Rewrite every line from the one containing "the car headlight." through the one containing "[239,244,523,390]", both ends included, leaving the text unchanged but multiplying each bounding-box coordinate by 1.35 and rounding to the nearest whole number, with halves rounded up.

Part of a data file:
· · · ·

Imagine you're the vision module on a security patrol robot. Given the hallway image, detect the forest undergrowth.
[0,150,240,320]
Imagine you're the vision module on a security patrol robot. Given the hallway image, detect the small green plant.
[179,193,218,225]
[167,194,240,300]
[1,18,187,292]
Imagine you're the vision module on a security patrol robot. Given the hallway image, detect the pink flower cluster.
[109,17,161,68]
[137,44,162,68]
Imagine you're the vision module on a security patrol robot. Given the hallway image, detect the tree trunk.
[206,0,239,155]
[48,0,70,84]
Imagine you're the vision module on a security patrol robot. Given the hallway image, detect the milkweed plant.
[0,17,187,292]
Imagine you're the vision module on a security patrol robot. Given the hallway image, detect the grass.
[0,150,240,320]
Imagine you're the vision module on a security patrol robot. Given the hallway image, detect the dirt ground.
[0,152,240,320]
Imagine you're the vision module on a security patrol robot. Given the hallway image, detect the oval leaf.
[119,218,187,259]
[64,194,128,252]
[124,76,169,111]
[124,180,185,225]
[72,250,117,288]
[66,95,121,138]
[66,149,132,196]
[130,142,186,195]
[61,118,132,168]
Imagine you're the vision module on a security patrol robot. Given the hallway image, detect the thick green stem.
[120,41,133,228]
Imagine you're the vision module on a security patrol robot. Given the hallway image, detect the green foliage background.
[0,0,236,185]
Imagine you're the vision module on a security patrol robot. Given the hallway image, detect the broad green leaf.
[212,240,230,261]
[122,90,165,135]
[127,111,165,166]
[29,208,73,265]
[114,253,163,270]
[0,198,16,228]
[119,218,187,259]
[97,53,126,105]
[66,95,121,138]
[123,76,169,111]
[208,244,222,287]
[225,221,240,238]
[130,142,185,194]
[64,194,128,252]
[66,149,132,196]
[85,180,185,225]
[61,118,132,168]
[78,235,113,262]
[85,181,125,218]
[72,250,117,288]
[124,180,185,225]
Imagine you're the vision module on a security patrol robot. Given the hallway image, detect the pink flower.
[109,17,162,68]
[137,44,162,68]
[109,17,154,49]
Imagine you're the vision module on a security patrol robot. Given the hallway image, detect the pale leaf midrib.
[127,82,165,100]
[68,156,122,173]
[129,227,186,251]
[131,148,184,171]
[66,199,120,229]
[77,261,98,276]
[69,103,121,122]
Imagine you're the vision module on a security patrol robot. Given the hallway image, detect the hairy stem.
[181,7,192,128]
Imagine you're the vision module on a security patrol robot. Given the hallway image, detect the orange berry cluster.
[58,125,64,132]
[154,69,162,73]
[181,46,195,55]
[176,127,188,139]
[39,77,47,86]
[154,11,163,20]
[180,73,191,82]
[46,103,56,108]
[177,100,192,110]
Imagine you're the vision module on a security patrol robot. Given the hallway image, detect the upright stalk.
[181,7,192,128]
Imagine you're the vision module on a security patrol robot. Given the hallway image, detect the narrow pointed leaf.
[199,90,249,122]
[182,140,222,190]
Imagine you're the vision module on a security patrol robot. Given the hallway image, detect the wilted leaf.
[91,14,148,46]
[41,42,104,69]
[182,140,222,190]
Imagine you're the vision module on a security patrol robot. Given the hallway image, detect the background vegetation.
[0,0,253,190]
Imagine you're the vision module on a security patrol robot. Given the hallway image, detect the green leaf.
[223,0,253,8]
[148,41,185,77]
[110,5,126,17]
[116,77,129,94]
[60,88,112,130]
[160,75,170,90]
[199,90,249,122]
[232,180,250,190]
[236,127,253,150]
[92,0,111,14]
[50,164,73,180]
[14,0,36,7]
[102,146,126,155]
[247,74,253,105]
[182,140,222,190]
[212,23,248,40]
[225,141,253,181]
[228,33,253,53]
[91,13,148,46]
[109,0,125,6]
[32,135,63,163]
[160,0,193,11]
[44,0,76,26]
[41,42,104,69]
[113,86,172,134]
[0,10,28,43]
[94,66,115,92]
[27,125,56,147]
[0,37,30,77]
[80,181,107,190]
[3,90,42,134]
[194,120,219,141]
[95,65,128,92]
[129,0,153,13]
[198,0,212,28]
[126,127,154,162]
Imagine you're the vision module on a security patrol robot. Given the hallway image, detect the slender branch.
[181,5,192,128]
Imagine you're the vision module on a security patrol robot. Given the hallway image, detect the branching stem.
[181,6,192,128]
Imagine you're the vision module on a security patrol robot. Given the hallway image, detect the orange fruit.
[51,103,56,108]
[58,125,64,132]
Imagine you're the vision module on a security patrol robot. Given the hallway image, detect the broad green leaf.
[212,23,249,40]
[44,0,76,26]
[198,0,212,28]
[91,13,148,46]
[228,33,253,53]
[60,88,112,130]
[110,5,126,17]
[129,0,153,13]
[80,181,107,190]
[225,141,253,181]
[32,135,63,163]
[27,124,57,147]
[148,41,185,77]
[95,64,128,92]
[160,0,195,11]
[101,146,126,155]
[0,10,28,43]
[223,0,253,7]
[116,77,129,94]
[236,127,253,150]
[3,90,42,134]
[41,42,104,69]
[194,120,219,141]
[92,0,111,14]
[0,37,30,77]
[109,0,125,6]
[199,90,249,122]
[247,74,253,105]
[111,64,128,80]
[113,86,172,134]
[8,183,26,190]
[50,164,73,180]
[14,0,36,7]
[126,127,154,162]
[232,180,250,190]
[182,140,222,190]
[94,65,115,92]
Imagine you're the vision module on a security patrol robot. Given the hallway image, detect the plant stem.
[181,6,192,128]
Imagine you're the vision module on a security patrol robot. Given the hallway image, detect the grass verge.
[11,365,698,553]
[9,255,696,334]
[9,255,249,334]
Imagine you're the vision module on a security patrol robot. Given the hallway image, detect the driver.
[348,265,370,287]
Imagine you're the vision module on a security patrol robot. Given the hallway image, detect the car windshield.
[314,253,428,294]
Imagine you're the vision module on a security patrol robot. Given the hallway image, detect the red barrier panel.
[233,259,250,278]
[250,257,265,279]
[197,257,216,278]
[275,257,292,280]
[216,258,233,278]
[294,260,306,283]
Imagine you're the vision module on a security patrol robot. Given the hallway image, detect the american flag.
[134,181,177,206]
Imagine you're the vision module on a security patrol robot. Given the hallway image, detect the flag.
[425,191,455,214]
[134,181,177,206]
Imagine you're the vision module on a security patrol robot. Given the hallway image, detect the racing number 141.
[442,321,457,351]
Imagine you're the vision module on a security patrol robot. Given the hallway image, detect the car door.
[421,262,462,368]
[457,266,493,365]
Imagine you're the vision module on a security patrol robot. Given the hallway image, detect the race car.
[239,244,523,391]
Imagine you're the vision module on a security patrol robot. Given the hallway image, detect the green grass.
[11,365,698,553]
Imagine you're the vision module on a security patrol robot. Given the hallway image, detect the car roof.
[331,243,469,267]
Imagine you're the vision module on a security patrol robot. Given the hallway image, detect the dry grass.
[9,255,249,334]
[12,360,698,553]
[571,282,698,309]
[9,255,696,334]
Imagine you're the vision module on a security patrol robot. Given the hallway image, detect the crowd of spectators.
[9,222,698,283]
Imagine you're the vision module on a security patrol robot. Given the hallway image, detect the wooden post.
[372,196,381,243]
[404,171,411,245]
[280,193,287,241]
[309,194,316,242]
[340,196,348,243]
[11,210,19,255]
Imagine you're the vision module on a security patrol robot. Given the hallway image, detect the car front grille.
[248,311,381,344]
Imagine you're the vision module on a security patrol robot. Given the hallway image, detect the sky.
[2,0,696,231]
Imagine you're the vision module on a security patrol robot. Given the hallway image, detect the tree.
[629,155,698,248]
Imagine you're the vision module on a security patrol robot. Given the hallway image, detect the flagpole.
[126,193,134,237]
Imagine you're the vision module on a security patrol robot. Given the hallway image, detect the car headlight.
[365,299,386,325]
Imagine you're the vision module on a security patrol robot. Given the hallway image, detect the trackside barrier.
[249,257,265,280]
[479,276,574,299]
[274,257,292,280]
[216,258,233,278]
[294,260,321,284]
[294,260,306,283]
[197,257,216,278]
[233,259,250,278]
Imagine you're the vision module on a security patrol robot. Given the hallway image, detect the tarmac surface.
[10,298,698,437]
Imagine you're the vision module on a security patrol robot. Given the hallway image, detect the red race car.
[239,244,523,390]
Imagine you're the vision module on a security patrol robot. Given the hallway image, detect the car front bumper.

· · · ·

Solution for this problem —
Imagine you're the vision module on a security patrol robot. Given the hallway image, detect the car headlight.
[493,404,521,439]
Imagine you're the vision module on a security patrol robot. Given the hallway image, detect the trackside barrier.
[336,347,358,378]
[647,373,775,404]
[370,347,394,378]
[292,348,315,375]
[397,351,433,383]
[397,351,413,382]
[266,347,292,375]
[315,350,338,375]
Imagine you're the vision module on a security patrol robot. Given the hallway image, detect the tarmac surface.
[14,402,942,590]
Imagine you're the vision module on a security patrol robot. Given the hallway image, detect the red race car.
[323,329,706,527]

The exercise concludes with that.